> **Records for processing**:
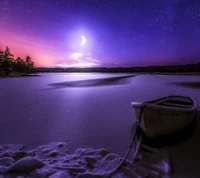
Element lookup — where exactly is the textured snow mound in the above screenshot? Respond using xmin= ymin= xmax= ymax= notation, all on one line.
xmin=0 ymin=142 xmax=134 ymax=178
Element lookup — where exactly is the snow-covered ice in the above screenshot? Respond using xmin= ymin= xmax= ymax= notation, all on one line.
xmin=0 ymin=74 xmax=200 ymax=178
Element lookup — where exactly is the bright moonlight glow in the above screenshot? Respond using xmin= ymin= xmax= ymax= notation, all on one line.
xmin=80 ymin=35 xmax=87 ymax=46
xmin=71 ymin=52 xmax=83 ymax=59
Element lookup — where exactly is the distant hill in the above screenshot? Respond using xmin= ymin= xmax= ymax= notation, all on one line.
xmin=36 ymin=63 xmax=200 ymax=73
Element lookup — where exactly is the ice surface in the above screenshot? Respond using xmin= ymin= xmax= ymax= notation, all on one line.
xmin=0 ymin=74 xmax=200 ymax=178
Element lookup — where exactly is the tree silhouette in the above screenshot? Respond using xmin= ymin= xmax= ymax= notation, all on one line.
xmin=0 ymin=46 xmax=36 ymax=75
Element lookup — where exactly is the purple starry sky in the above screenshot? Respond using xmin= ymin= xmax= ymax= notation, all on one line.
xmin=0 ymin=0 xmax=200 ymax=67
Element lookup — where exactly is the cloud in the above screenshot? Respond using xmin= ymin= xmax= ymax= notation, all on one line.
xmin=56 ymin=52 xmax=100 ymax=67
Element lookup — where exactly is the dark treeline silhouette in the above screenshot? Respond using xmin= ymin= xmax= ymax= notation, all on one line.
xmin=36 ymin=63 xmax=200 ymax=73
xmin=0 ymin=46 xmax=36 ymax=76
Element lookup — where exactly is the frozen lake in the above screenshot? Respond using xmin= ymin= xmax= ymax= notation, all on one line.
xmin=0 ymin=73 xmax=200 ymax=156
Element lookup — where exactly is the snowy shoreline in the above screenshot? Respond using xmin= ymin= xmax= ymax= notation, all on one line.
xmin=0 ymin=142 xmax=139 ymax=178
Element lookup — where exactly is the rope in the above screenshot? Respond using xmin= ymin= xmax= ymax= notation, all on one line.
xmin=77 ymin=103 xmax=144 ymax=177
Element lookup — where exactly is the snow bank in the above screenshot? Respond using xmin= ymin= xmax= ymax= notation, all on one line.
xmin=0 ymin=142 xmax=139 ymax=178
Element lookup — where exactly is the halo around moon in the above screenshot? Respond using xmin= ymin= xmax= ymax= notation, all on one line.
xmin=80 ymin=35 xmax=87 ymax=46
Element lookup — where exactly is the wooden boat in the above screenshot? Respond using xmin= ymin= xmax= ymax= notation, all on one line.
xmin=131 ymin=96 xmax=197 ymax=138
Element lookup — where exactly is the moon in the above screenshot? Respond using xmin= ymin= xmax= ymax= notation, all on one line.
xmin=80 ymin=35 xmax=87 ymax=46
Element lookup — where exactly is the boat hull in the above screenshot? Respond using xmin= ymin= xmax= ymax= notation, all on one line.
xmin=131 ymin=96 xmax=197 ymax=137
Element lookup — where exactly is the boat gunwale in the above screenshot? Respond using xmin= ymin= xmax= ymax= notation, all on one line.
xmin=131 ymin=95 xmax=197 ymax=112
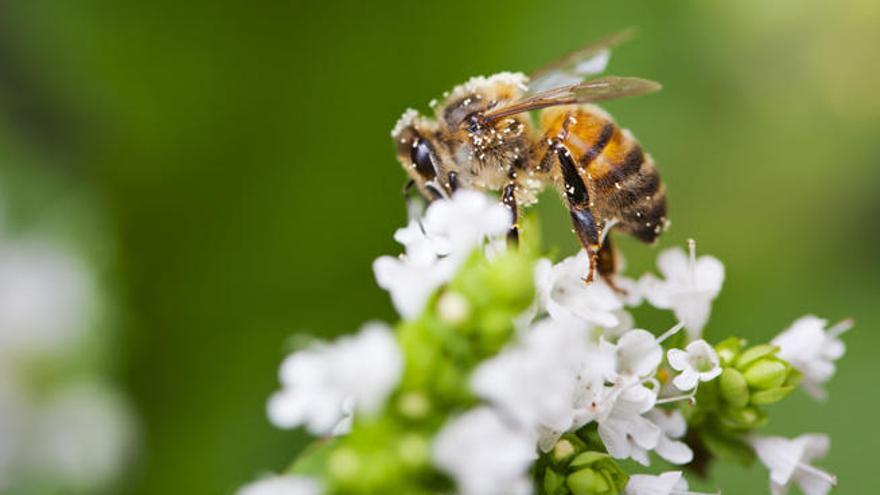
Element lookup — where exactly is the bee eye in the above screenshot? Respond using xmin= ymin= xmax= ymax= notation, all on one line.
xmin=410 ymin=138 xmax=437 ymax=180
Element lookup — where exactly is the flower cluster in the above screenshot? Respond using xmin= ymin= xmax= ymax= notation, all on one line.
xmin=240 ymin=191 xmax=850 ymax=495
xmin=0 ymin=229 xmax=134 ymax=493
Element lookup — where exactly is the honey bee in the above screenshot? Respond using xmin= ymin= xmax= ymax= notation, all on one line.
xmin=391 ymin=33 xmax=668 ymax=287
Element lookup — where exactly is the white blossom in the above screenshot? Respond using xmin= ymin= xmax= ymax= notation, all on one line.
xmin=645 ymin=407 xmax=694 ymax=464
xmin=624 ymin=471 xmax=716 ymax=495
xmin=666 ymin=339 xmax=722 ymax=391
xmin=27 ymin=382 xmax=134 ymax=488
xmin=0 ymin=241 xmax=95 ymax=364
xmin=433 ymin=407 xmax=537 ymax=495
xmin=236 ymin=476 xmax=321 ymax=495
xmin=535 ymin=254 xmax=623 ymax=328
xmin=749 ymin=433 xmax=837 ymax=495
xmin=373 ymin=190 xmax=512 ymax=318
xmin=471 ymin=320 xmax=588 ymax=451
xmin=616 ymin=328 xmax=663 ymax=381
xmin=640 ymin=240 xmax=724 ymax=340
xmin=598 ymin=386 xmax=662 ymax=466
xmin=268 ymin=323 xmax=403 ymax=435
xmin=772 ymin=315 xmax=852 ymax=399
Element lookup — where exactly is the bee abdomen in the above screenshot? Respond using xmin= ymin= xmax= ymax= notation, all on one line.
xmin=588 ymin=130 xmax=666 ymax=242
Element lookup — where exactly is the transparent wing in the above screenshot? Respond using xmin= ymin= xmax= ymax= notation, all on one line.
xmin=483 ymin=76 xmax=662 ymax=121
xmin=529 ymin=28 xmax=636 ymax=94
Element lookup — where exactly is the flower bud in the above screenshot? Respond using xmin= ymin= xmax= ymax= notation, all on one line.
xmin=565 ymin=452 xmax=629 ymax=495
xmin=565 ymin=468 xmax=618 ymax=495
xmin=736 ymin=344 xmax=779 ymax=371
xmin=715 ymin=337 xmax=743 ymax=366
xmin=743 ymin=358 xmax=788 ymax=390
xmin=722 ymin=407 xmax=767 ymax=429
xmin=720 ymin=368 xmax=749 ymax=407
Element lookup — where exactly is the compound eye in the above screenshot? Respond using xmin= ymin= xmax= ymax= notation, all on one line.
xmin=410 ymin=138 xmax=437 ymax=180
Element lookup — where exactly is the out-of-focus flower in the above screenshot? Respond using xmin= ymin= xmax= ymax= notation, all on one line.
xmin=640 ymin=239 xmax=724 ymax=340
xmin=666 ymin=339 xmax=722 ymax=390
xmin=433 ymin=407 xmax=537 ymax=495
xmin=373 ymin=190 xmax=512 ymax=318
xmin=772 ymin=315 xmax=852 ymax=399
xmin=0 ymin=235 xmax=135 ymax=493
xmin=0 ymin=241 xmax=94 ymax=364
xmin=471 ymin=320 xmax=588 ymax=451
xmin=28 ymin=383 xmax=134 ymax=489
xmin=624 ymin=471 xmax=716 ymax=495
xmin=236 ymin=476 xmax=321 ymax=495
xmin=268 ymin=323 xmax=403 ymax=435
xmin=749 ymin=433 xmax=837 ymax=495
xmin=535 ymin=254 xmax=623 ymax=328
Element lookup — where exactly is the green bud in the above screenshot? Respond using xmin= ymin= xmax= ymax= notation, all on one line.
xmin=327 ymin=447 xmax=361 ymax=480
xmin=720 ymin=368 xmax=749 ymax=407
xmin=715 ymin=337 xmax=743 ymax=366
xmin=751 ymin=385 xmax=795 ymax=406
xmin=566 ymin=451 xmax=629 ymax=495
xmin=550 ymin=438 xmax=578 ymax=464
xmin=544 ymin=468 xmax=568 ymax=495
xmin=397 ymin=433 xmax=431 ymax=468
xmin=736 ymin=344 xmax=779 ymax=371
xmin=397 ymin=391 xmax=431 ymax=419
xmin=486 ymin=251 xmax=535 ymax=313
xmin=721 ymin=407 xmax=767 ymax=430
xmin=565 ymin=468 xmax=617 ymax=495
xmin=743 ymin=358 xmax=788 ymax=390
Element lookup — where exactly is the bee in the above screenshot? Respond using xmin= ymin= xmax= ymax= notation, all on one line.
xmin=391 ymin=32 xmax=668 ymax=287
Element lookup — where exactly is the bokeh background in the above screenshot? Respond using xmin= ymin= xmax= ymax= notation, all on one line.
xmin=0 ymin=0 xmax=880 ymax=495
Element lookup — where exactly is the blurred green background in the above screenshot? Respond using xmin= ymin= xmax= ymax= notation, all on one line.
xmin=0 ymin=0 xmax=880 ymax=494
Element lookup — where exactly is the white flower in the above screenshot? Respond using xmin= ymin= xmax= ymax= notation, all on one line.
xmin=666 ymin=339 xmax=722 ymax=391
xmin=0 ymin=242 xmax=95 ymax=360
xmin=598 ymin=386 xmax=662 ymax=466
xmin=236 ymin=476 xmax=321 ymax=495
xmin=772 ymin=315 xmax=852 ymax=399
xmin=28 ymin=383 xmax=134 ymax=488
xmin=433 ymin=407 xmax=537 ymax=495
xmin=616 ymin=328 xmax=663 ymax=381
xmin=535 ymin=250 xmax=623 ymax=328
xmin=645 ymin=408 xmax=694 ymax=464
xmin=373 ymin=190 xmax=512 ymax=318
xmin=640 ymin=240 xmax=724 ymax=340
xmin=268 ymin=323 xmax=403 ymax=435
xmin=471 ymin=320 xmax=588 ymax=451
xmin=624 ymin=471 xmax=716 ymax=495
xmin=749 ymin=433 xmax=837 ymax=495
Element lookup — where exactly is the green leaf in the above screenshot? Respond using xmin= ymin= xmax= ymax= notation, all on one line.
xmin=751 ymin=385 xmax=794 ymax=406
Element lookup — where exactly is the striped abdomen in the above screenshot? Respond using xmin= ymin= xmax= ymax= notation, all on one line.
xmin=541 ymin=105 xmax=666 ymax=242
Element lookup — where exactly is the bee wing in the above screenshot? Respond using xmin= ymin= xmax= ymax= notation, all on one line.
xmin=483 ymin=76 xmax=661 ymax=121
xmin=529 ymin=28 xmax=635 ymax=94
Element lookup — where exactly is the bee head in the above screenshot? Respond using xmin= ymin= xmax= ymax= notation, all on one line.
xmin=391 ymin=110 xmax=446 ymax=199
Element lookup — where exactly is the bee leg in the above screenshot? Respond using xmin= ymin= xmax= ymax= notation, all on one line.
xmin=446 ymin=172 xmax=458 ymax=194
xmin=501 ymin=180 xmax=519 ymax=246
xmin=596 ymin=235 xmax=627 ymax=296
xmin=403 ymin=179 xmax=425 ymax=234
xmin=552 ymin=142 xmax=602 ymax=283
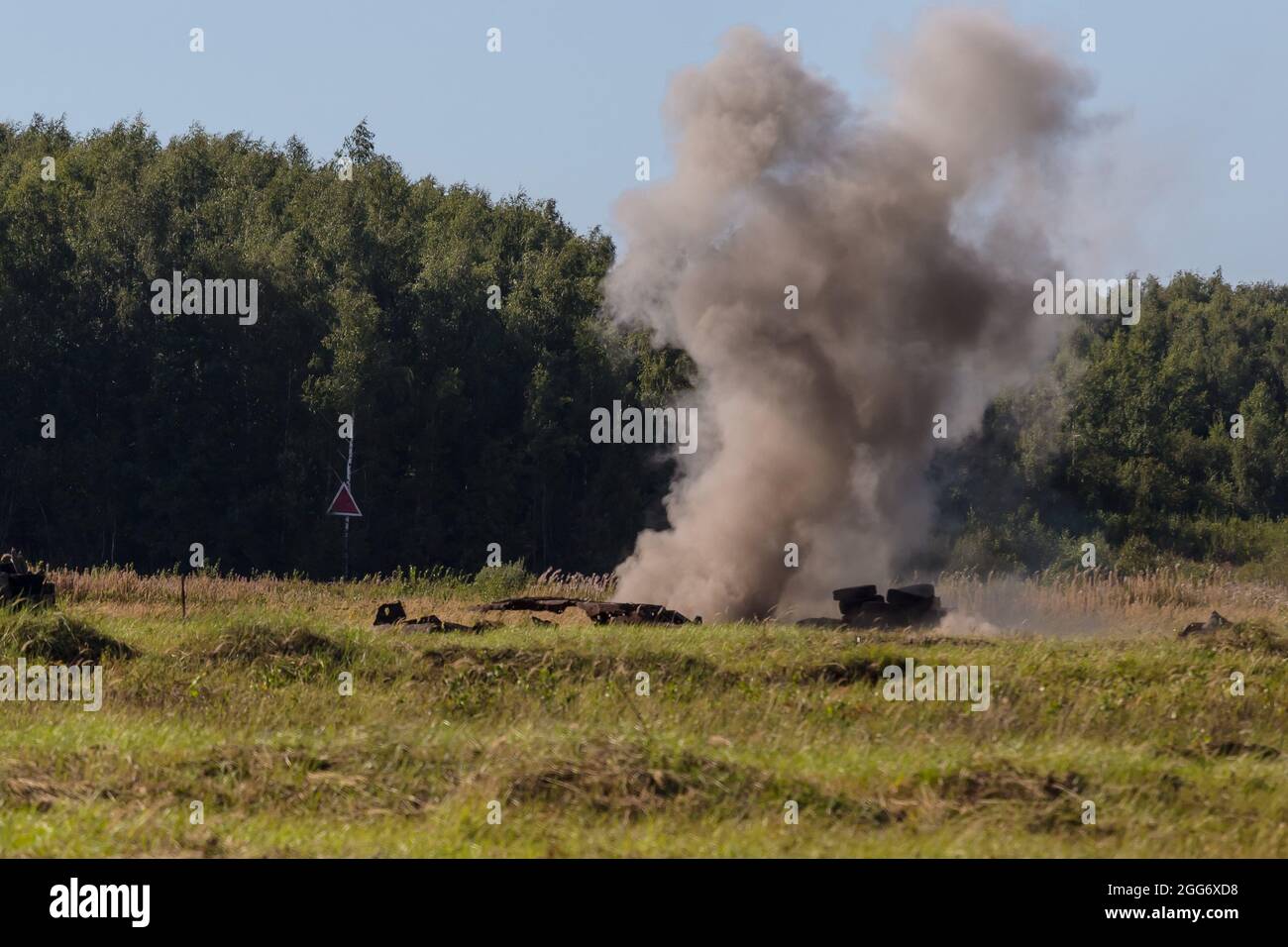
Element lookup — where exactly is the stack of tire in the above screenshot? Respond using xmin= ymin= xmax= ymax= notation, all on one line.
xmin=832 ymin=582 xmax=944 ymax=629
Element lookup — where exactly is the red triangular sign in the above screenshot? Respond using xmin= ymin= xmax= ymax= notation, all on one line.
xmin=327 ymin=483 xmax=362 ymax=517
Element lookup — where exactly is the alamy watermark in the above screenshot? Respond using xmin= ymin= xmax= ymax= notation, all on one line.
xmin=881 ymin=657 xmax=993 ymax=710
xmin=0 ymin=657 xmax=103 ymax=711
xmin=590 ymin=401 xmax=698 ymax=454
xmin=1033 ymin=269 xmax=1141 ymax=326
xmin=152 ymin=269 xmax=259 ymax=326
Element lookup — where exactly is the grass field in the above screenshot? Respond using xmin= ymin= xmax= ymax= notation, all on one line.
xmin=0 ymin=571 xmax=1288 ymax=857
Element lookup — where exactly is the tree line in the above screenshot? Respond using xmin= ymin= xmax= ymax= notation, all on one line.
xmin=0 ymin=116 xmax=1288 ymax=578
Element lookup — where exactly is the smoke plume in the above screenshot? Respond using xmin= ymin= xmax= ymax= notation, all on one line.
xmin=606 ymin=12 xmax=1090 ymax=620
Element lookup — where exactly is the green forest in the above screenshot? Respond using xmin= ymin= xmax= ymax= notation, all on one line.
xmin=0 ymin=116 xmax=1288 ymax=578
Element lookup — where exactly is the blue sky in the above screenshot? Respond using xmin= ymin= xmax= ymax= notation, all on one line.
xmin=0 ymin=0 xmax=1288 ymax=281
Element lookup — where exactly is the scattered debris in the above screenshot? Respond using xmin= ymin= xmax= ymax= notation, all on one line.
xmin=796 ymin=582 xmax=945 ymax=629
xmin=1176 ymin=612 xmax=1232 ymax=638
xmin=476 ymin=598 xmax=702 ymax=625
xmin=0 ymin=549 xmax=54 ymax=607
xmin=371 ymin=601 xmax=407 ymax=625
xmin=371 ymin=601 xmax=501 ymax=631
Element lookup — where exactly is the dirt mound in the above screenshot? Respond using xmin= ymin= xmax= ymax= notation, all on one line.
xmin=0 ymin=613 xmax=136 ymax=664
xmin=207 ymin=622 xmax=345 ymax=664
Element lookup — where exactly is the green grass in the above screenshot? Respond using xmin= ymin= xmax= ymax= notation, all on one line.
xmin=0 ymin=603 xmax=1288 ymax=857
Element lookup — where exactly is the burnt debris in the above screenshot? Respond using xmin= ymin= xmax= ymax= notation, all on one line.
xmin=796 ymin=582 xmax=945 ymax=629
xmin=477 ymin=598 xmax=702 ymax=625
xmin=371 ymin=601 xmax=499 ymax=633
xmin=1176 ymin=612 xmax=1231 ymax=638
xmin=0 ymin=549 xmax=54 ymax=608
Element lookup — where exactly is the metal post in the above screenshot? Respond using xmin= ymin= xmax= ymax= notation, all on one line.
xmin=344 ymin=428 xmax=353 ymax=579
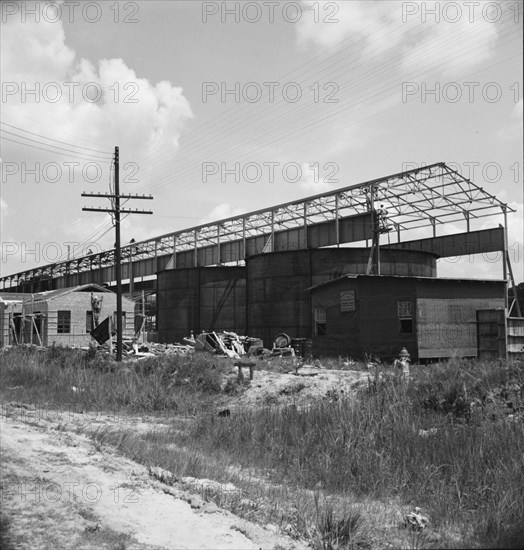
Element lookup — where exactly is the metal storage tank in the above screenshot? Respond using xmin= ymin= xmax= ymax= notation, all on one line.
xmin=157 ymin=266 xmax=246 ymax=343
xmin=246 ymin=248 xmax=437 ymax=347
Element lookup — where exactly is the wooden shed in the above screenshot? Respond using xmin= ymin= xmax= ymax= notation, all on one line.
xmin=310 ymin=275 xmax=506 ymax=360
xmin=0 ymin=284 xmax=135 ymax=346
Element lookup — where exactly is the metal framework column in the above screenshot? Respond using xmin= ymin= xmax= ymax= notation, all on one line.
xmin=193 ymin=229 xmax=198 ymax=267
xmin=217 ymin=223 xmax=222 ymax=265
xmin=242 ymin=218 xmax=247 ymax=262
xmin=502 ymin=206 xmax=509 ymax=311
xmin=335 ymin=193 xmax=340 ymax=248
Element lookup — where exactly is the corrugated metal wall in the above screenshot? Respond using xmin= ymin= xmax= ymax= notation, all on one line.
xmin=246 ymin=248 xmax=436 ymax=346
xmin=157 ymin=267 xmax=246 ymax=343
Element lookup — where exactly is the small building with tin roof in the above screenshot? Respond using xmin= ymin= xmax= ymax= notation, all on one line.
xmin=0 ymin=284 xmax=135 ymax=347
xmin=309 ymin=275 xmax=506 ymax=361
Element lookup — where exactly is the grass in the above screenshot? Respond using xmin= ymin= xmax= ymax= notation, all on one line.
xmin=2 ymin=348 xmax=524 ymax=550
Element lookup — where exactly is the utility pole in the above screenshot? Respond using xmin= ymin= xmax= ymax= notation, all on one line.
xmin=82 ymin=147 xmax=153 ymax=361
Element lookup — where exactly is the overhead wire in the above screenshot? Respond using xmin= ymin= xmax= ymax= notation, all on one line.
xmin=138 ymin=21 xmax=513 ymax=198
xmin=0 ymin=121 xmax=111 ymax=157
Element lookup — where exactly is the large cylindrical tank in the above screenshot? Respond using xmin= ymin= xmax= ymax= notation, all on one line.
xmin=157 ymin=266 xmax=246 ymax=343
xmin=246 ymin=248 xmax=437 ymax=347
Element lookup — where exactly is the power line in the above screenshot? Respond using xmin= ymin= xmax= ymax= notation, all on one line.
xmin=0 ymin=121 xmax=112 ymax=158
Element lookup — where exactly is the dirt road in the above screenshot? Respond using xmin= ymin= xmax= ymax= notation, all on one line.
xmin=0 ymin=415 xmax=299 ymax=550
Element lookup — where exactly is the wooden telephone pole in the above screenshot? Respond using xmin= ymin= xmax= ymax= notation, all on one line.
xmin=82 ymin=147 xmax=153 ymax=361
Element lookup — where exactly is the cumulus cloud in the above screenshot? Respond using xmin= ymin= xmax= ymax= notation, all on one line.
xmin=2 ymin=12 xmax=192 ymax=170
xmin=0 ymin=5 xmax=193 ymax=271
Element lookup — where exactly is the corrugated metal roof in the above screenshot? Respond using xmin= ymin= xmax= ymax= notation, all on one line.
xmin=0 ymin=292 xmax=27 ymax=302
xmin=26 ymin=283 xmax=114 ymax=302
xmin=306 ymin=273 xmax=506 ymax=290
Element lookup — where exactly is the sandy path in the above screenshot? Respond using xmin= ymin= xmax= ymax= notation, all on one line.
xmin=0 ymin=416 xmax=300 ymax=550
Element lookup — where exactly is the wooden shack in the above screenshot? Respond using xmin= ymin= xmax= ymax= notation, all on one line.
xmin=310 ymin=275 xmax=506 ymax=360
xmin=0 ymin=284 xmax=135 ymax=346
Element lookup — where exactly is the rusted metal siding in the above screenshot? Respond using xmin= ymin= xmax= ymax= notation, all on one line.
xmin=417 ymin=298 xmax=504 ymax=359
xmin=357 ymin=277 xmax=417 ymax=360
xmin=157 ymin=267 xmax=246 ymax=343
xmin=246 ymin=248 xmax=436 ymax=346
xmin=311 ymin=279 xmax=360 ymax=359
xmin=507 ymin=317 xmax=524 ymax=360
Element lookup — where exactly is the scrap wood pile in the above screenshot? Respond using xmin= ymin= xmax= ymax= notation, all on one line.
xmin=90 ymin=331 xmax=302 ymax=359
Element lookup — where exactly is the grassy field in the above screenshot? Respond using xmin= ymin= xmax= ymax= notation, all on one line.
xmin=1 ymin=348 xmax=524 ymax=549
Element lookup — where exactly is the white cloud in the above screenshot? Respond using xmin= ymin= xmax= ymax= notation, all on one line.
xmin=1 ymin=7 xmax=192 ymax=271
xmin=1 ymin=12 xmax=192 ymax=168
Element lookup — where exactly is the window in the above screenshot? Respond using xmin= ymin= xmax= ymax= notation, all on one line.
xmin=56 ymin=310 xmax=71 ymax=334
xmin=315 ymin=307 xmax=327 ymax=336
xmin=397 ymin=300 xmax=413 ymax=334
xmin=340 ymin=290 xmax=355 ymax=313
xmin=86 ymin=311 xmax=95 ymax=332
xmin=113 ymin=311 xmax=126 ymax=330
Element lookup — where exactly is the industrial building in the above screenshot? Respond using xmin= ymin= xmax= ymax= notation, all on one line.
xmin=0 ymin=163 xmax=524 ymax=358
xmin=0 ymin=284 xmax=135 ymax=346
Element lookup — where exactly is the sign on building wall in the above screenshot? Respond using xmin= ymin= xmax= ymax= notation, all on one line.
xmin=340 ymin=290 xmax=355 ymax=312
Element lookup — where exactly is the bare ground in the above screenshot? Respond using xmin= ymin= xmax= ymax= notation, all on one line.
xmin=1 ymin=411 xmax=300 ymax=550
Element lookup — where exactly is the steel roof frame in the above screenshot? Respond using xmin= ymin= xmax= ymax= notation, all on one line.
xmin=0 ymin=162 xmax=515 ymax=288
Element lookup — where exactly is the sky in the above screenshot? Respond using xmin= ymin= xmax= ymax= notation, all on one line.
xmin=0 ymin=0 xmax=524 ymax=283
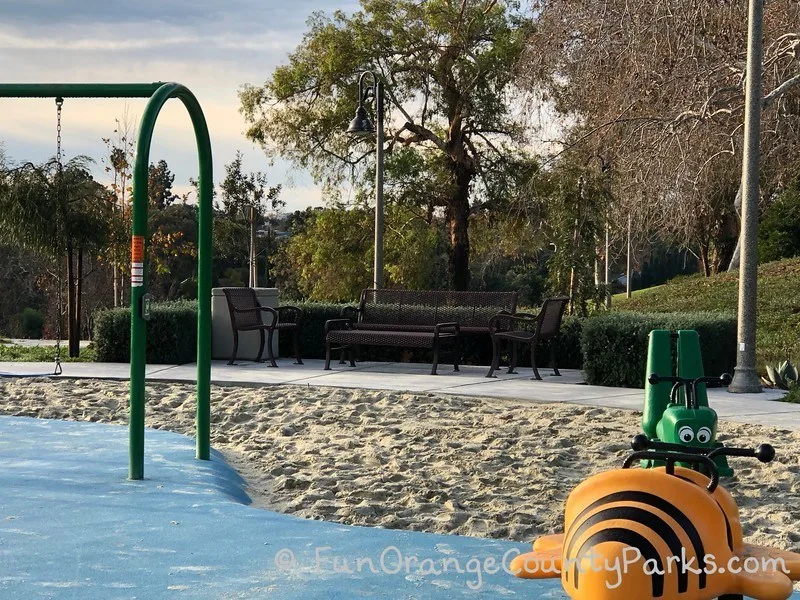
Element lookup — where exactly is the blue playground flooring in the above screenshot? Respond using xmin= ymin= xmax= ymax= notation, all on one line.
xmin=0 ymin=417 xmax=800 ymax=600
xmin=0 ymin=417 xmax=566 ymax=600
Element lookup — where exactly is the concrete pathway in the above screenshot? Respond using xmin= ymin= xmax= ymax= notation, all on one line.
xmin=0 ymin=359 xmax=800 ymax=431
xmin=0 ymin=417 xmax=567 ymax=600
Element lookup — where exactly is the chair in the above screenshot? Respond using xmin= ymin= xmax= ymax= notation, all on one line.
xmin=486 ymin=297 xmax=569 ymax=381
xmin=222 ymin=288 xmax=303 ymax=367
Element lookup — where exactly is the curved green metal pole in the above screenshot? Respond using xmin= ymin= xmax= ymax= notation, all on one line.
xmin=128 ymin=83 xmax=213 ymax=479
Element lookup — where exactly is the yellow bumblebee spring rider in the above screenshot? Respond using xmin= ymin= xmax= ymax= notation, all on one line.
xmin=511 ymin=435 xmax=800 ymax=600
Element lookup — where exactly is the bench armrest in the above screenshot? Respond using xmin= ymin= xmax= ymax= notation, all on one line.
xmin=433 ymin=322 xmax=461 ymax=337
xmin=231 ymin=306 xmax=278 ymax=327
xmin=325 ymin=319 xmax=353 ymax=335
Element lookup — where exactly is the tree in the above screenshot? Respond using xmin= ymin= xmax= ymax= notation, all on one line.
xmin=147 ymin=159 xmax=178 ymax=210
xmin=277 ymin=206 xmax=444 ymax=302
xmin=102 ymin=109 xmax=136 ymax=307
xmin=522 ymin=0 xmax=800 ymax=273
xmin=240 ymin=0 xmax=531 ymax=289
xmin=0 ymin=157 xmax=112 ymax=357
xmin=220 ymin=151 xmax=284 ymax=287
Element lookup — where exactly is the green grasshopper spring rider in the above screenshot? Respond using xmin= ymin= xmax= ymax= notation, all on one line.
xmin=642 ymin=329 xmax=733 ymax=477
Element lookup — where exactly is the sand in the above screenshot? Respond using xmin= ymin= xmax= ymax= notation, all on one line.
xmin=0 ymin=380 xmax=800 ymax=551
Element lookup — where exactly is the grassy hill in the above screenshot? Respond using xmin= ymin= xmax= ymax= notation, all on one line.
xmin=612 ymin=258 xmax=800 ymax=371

> **Task statement**:
Copy out the material above verbatim, starting at the line that contains "Element lookup — where exactly is the window" and ending after the line that contains "xmin=113 ymin=311 xmax=126 ymax=330".

> **Written response**:
Element lookup — where exactly is the window in the above screenshot? Respond using xmin= ymin= xmax= ymax= notation, all on one line.
xmin=56 ymin=310 xmax=71 ymax=334
xmin=315 ymin=307 xmax=327 ymax=336
xmin=397 ymin=300 xmax=413 ymax=334
xmin=340 ymin=290 xmax=355 ymax=313
xmin=86 ymin=311 xmax=95 ymax=332
xmin=113 ymin=311 xmax=126 ymax=330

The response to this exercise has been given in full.